§ Exercise directions:
Set out exactly, line by line, the stretch of data below that begins at the line containing "Can you see the rusty" and ends at the line containing "Can you see the stone", with both ends kept.

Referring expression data
↓

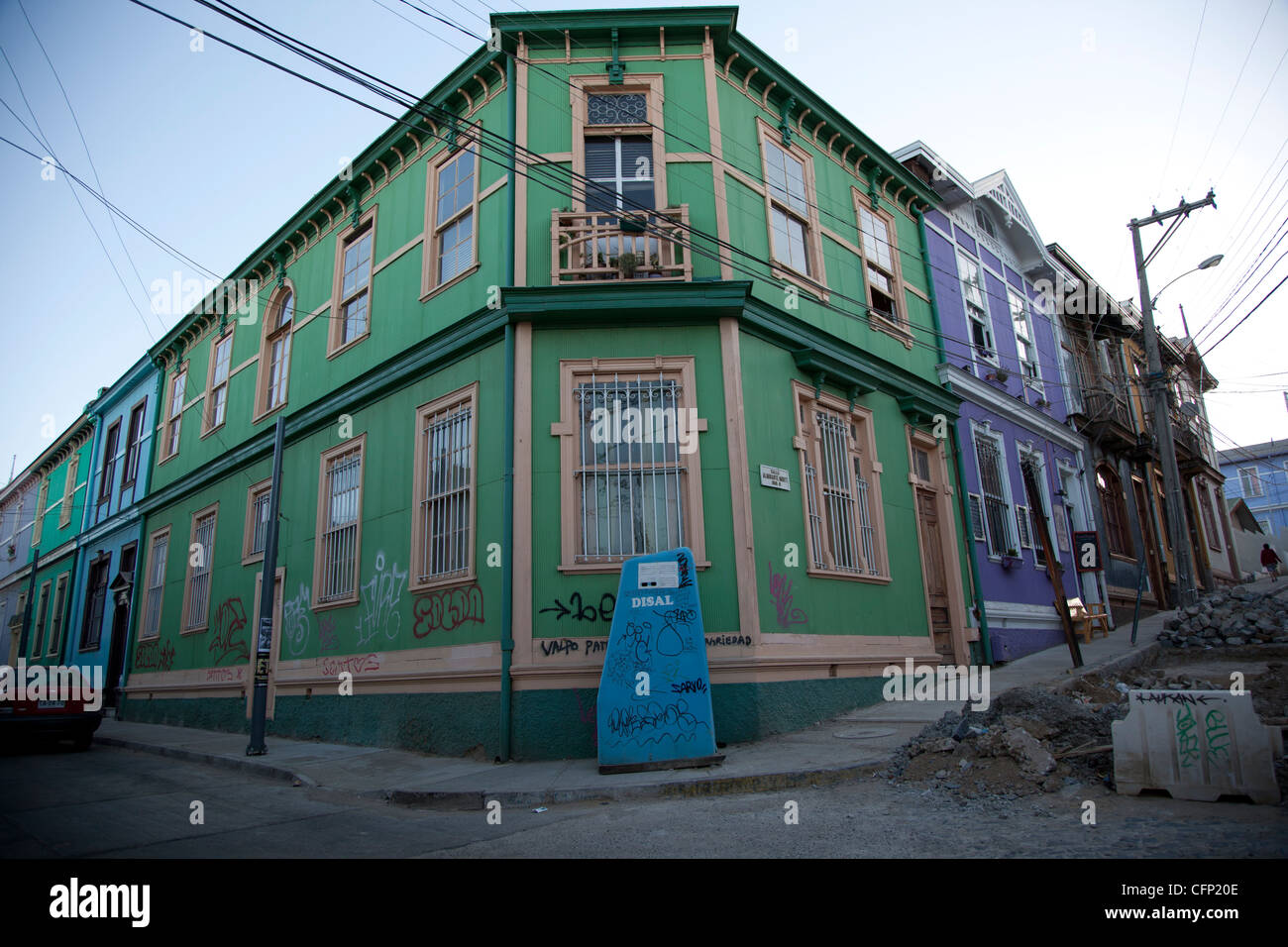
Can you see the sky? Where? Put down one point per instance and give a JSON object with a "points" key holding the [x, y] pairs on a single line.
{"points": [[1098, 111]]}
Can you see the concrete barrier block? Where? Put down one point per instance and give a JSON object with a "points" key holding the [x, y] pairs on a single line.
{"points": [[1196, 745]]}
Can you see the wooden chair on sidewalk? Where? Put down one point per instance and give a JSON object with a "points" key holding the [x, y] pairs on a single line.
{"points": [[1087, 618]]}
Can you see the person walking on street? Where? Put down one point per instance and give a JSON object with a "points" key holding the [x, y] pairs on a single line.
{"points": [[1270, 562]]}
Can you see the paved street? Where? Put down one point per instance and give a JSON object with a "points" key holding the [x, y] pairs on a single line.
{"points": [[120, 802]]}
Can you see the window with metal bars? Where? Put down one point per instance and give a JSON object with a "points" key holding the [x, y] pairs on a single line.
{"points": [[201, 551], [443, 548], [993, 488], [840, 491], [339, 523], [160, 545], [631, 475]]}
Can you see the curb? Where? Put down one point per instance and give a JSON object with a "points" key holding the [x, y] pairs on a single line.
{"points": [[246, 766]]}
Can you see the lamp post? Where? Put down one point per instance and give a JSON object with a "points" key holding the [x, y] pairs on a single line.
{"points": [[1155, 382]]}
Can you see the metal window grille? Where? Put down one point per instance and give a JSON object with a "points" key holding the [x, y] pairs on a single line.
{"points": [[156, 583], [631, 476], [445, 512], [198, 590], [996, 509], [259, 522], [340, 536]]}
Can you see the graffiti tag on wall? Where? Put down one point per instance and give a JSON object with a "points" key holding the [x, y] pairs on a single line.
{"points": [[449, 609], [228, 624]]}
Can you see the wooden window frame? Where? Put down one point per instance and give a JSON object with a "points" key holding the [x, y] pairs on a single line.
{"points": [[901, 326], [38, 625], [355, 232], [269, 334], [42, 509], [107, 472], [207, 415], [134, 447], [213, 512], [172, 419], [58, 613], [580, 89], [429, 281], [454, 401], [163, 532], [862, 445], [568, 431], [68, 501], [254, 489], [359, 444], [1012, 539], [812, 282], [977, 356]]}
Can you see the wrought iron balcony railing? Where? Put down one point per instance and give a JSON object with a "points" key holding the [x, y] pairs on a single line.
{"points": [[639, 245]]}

↑
↓

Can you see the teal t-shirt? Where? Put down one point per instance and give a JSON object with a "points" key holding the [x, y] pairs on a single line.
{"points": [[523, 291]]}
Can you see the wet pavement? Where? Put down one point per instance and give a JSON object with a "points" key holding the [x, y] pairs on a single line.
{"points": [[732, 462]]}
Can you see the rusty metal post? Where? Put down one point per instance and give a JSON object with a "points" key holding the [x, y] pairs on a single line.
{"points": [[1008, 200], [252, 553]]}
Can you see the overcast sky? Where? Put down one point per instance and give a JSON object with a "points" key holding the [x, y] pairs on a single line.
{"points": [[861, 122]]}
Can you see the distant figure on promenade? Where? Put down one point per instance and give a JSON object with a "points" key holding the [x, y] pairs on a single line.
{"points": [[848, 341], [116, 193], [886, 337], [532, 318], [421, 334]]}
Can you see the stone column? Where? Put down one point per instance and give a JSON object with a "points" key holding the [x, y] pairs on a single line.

↑

§ Output below:
Can you see the rusty metal post? Where? Put down one point per instance and give a JSON object with a "points" key holding the [x, y] pairs on a single line.
{"points": [[1008, 200], [252, 553]]}
Can you see the overcast sky? Where? Put down one point per instance and give a JSON object with a "points" key holding the [x, y] pairs on a single line.
{"points": [[861, 122]]}
Can you see the distant figure on promenade? Where? Put down one point per instance and give a JSON object with a "points" key holding the [x, y] pairs on a single line.
{"points": [[848, 341], [116, 193], [886, 337], [532, 318], [421, 334]]}
Can you see the stone column? Where? Put down one point per instance and give a JSON object with a "points" key holding the [x, y] pairs on a single line.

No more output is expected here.